*** Opening of EXCERPTED DATA ***
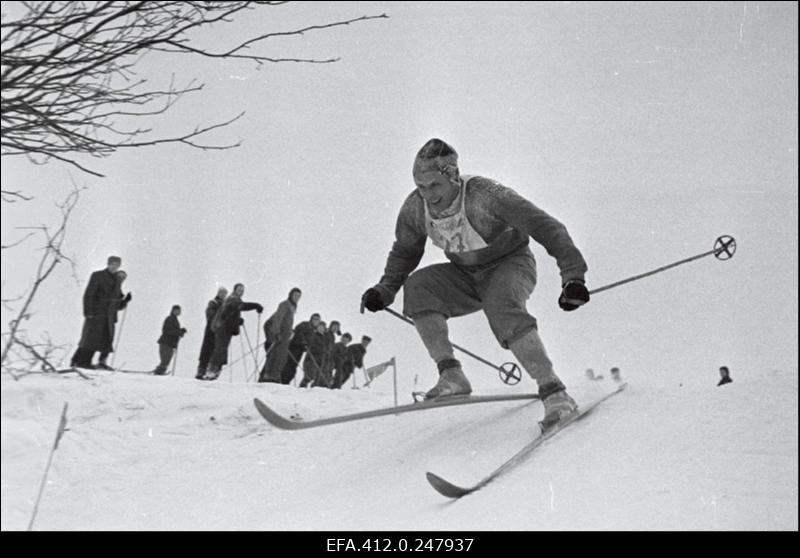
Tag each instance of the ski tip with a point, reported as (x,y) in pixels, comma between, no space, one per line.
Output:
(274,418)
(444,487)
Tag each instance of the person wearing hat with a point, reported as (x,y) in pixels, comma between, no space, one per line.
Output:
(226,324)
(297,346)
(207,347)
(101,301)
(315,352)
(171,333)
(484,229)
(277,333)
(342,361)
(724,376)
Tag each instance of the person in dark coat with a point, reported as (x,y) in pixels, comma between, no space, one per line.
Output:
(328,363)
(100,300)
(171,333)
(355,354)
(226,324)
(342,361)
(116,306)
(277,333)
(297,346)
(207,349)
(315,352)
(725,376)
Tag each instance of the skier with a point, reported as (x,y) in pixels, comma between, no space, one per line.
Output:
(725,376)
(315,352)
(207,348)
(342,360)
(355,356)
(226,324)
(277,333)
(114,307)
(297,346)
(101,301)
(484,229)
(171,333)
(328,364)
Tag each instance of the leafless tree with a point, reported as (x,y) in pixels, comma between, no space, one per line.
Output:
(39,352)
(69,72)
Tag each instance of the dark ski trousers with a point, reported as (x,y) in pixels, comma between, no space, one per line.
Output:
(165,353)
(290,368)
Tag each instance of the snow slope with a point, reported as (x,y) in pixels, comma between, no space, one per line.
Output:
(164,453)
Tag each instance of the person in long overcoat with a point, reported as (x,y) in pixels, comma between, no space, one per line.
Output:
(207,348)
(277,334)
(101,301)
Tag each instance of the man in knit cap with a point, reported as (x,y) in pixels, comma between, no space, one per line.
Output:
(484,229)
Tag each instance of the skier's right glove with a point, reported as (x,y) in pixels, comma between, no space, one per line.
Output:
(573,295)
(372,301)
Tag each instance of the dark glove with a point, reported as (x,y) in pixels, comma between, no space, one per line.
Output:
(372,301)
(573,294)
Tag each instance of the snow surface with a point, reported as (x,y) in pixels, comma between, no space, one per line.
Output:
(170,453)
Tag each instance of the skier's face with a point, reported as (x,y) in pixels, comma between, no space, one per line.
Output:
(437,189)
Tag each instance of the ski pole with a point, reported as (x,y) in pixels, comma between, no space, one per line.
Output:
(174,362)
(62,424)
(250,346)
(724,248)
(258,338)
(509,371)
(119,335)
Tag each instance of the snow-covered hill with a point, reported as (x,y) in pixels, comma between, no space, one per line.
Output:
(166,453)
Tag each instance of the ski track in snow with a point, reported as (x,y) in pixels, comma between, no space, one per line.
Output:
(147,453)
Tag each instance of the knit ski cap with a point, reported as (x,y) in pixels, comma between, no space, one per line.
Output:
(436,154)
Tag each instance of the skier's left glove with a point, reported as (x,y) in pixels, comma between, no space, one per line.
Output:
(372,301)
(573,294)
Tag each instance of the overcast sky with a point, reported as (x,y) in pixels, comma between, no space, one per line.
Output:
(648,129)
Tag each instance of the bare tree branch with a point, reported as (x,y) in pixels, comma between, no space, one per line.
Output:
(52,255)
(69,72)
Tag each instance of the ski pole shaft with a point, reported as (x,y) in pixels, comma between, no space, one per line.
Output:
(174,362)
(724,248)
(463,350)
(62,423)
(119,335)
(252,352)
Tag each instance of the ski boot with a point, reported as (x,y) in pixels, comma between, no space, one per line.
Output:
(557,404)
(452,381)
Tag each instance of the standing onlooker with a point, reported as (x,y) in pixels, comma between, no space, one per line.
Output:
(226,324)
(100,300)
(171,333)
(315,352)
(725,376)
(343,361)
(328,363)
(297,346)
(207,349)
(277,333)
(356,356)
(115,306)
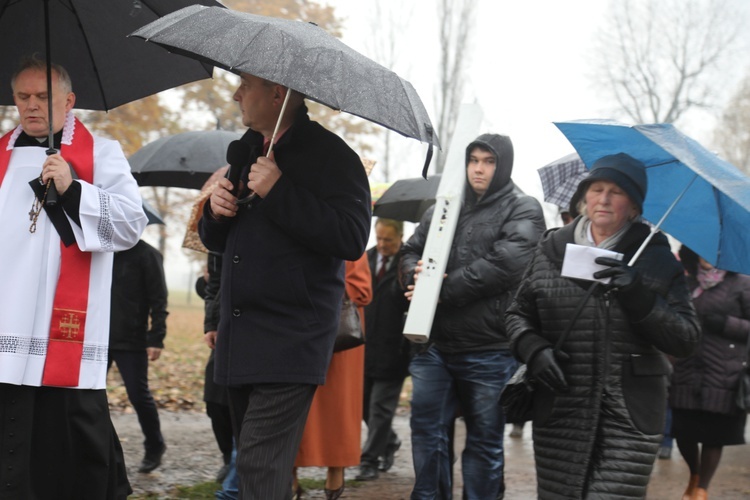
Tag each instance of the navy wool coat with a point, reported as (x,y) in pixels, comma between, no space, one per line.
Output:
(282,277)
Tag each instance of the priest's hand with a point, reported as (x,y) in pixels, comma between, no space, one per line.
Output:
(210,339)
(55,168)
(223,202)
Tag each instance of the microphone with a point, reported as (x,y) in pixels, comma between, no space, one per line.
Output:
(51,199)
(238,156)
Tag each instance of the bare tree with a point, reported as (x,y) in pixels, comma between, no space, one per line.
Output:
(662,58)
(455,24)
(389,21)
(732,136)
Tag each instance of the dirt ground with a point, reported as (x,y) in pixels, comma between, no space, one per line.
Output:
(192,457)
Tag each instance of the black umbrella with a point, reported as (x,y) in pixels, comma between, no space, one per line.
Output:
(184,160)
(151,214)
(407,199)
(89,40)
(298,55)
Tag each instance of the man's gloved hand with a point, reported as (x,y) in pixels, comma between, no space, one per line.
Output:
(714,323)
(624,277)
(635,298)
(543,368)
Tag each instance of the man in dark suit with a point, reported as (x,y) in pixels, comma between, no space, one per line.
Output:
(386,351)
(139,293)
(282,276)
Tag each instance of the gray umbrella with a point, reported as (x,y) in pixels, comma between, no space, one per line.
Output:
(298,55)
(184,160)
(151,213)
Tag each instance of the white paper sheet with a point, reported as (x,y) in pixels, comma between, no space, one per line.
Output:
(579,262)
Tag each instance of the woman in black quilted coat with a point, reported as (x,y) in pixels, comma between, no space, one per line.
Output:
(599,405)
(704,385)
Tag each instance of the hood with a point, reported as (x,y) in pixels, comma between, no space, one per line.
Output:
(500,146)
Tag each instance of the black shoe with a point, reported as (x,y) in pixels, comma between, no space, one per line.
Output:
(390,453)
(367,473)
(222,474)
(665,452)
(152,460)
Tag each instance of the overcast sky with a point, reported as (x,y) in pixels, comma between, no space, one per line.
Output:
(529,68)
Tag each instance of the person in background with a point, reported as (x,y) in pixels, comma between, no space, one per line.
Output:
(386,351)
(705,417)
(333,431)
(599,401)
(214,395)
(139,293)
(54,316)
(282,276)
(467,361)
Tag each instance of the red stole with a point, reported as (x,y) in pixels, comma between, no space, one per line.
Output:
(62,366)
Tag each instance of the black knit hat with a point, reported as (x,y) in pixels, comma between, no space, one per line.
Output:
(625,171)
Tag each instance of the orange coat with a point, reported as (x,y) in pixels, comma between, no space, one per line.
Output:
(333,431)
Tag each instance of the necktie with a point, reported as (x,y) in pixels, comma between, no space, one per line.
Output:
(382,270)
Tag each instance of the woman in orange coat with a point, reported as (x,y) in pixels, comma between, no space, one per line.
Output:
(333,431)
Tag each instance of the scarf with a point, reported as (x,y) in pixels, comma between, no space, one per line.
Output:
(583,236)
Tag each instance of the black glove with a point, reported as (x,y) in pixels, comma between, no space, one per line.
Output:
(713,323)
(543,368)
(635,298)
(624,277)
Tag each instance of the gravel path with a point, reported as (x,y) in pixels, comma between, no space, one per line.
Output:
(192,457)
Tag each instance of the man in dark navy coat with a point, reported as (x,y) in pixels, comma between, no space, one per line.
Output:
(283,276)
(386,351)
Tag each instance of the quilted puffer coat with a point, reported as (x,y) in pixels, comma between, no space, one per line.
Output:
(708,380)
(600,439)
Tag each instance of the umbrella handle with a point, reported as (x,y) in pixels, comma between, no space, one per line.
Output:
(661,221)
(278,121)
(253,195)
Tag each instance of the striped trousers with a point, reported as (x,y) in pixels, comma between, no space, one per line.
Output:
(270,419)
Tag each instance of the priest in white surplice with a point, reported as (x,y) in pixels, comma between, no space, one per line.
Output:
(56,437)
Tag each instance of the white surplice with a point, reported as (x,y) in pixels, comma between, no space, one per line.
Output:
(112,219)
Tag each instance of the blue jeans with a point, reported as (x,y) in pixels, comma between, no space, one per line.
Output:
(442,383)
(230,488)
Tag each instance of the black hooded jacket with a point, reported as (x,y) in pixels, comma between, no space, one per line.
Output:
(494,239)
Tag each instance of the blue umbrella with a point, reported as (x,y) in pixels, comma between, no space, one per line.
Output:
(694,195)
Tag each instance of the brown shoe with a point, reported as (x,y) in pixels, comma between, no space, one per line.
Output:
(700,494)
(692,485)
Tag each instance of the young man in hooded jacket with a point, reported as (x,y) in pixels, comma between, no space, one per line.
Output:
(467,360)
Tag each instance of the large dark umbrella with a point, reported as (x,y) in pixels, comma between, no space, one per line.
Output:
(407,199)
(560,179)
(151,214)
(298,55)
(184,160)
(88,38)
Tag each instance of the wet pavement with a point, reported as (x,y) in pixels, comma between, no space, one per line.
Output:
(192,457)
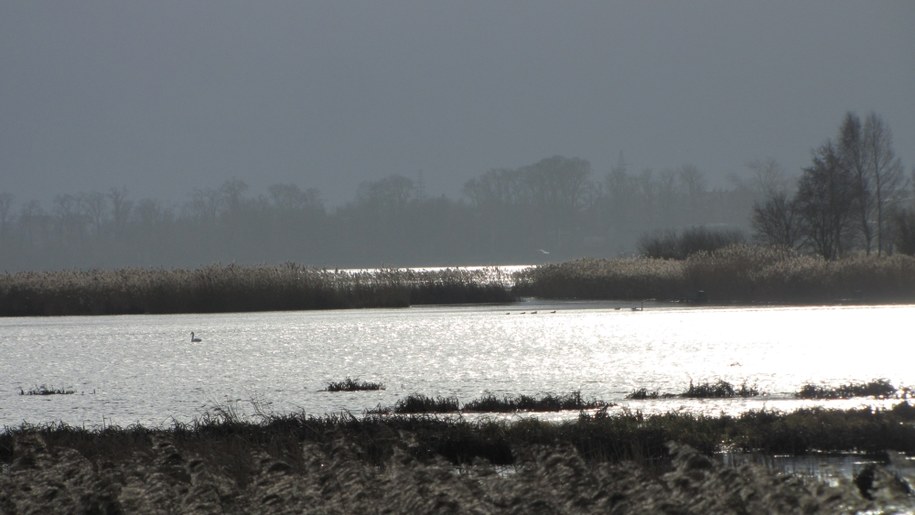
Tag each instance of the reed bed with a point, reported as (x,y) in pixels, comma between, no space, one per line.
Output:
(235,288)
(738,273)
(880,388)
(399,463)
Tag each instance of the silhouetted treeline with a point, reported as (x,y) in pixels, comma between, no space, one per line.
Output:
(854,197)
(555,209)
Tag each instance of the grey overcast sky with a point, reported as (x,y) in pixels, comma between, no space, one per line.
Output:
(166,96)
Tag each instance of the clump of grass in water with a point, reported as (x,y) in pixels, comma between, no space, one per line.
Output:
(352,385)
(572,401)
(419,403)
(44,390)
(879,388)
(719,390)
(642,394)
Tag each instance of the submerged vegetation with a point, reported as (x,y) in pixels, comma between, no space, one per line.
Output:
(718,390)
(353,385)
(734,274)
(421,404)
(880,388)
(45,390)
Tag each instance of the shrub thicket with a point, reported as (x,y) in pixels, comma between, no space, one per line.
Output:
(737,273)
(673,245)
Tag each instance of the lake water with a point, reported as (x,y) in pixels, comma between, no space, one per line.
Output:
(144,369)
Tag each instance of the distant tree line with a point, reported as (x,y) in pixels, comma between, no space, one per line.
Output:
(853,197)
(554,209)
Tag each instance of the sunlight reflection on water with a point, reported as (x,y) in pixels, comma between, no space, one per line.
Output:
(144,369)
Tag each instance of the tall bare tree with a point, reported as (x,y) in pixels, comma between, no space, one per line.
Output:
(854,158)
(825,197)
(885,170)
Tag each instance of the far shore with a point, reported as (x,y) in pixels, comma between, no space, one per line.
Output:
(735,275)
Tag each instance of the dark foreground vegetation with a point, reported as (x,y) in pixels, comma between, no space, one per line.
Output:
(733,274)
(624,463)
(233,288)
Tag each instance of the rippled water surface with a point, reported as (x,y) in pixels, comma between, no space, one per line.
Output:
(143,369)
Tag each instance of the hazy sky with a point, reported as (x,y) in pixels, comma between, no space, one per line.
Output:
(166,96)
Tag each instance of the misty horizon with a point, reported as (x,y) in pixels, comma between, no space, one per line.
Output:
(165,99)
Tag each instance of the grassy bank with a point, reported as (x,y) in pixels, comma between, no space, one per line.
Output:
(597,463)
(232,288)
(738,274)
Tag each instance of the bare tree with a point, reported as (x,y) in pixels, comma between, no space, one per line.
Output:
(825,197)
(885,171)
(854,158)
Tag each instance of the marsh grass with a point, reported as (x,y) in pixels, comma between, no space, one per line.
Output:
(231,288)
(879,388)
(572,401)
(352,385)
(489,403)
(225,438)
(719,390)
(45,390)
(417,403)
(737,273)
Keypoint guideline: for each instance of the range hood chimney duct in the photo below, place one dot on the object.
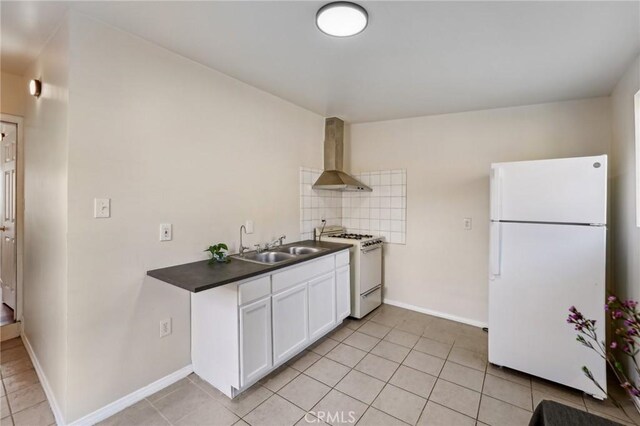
*** Close of EXCERPTED DATA ***
WHAT YOU NEED TO DO:
The lines sought are those in the data above that include the string "jacket"; copy each one.

REPLY:
Tag each instance of the black hooded jacket with a point, reported as (x,y) in pixels, comma between, no space, one per line.
Tag each instance of the young man in hooded jacket with a point, reported as (x,y) in pixels, comma between, no space, one per line.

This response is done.